_STATED PROBLEM_
Without changing a character, return the entries, but not the images they hold.

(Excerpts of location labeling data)

* * * * * * *

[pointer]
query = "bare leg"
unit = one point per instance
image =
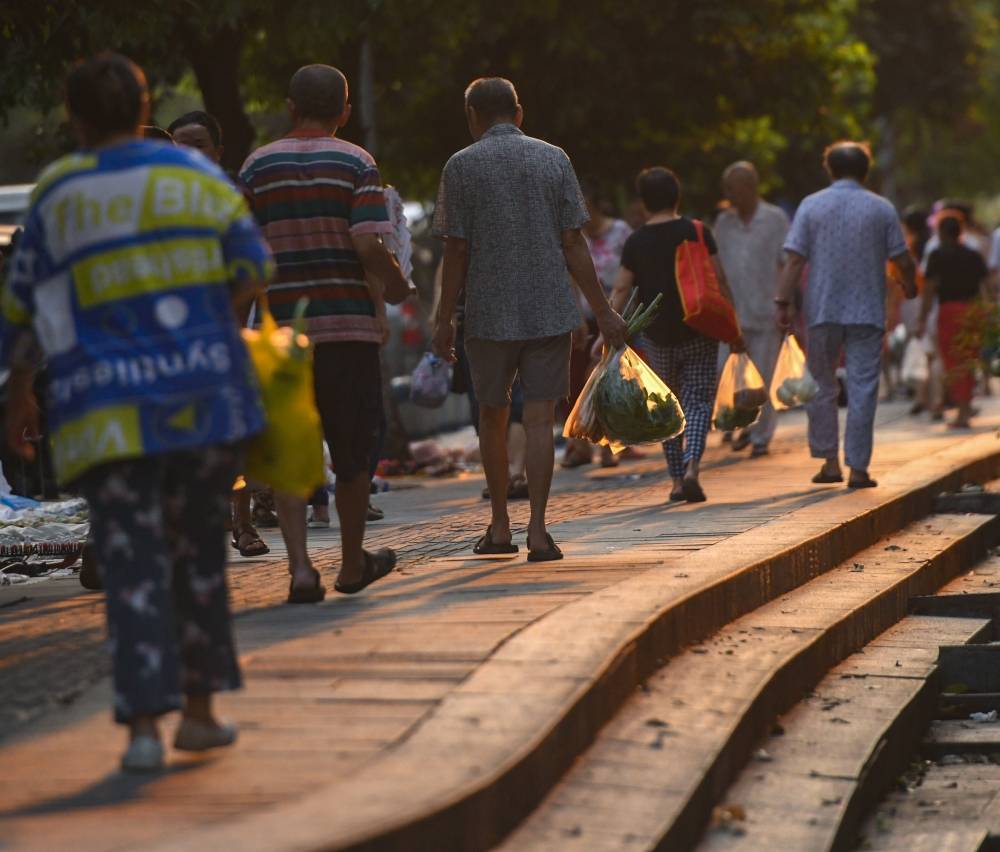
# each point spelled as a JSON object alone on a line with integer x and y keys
{"x": 516, "y": 448}
{"x": 241, "y": 509}
{"x": 352, "y": 509}
{"x": 539, "y": 417}
{"x": 493, "y": 449}
{"x": 292, "y": 520}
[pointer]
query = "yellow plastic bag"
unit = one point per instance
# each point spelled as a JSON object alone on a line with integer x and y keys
{"x": 793, "y": 384}
{"x": 288, "y": 454}
{"x": 740, "y": 396}
{"x": 624, "y": 403}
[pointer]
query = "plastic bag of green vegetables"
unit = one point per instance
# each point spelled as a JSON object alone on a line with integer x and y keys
{"x": 792, "y": 384}
{"x": 624, "y": 402}
{"x": 740, "y": 396}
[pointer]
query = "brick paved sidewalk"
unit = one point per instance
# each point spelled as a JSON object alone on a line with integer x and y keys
{"x": 330, "y": 687}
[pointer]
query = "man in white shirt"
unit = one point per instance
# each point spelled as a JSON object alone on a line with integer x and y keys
{"x": 750, "y": 236}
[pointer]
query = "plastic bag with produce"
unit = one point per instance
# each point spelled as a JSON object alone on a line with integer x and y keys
{"x": 793, "y": 384}
{"x": 740, "y": 396}
{"x": 624, "y": 402}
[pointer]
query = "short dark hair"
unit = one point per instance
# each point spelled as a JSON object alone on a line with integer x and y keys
{"x": 152, "y": 131}
{"x": 658, "y": 188}
{"x": 950, "y": 227}
{"x": 847, "y": 159}
{"x": 492, "y": 98}
{"x": 107, "y": 93}
{"x": 201, "y": 118}
{"x": 318, "y": 92}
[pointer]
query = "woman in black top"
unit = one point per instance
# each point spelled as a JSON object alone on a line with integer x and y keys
{"x": 686, "y": 360}
{"x": 956, "y": 276}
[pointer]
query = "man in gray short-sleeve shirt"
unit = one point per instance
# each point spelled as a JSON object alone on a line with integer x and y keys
{"x": 510, "y": 210}
{"x": 846, "y": 235}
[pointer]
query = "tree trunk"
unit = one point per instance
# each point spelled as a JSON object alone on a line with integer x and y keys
{"x": 215, "y": 59}
{"x": 366, "y": 97}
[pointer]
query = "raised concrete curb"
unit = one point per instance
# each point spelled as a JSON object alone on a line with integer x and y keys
{"x": 498, "y": 743}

* * * * * * *

_EXERCISE RESPONSE_
[pointer]
query = "bare leg"
unit = one point per instance
image =
# each point spelled as a JSON object alone on a line with integer x and y keys
{"x": 516, "y": 448}
{"x": 241, "y": 509}
{"x": 352, "y": 509}
{"x": 539, "y": 417}
{"x": 493, "y": 449}
{"x": 292, "y": 520}
[pointer]
query = "yellow plastic bag"
unit = one point per instance
# each point spelled as a JSON object alone on a line with integer x and y keys
{"x": 793, "y": 384}
{"x": 288, "y": 454}
{"x": 740, "y": 396}
{"x": 624, "y": 403}
[pointer]
query = "plastic bag of green vegetables"
unit = one point per instance
# each point spelled as a JSON object alone on a line with integer x and y keys
{"x": 792, "y": 384}
{"x": 624, "y": 402}
{"x": 740, "y": 396}
[pointer]
query = "brick paved sidewalk"
unit = one point per instance
# each point spelled as a JSON object alone on a line with integer x and y keys
{"x": 330, "y": 687}
[pointer]
query = "man in white shirt"
unit = one point per instance
# each point spelled as a JSON object alone on a line with integer x and y keys
{"x": 750, "y": 236}
[pointer]
query = "plastic bag with produce"
unit = one point per instance
# each point spelled as a JSON object alone on a line with integer x and y keys
{"x": 793, "y": 384}
{"x": 740, "y": 396}
{"x": 624, "y": 402}
[pointer]
query = "short dark hair"
unit = one point per instance
# each point spelled as a JSON object alone on a line with integer x and y keys
{"x": 152, "y": 131}
{"x": 658, "y": 188}
{"x": 950, "y": 227}
{"x": 847, "y": 159}
{"x": 492, "y": 98}
{"x": 107, "y": 93}
{"x": 201, "y": 118}
{"x": 318, "y": 92}
[pointer]
query = "woman in black top"
unit = one point per instance
# each point spelled as a JSON object alone on a line with integer x and y keys
{"x": 686, "y": 360}
{"x": 956, "y": 276}
[pointer]
query = "man in gray short-sleeve shirt"
unit = one point per instance
# each point spelled as a JSON object alone on a line with integer x and y keys
{"x": 510, "y": 210}
{"x": 846, "y": 235}
[pointer]
query = "tree trunk"
unit = one point per instance
# each point spelled as a JSON object alone on a line with integer x and y keys
{"x": 215, "y": 59}
{"x": 366, "y": 97}
[pointer]
query = "raised concrete curb"
unit = one point per instance
# each point spelled as a JSON object alone on a line with integer x and y keys
{"x": 498, "y": 743}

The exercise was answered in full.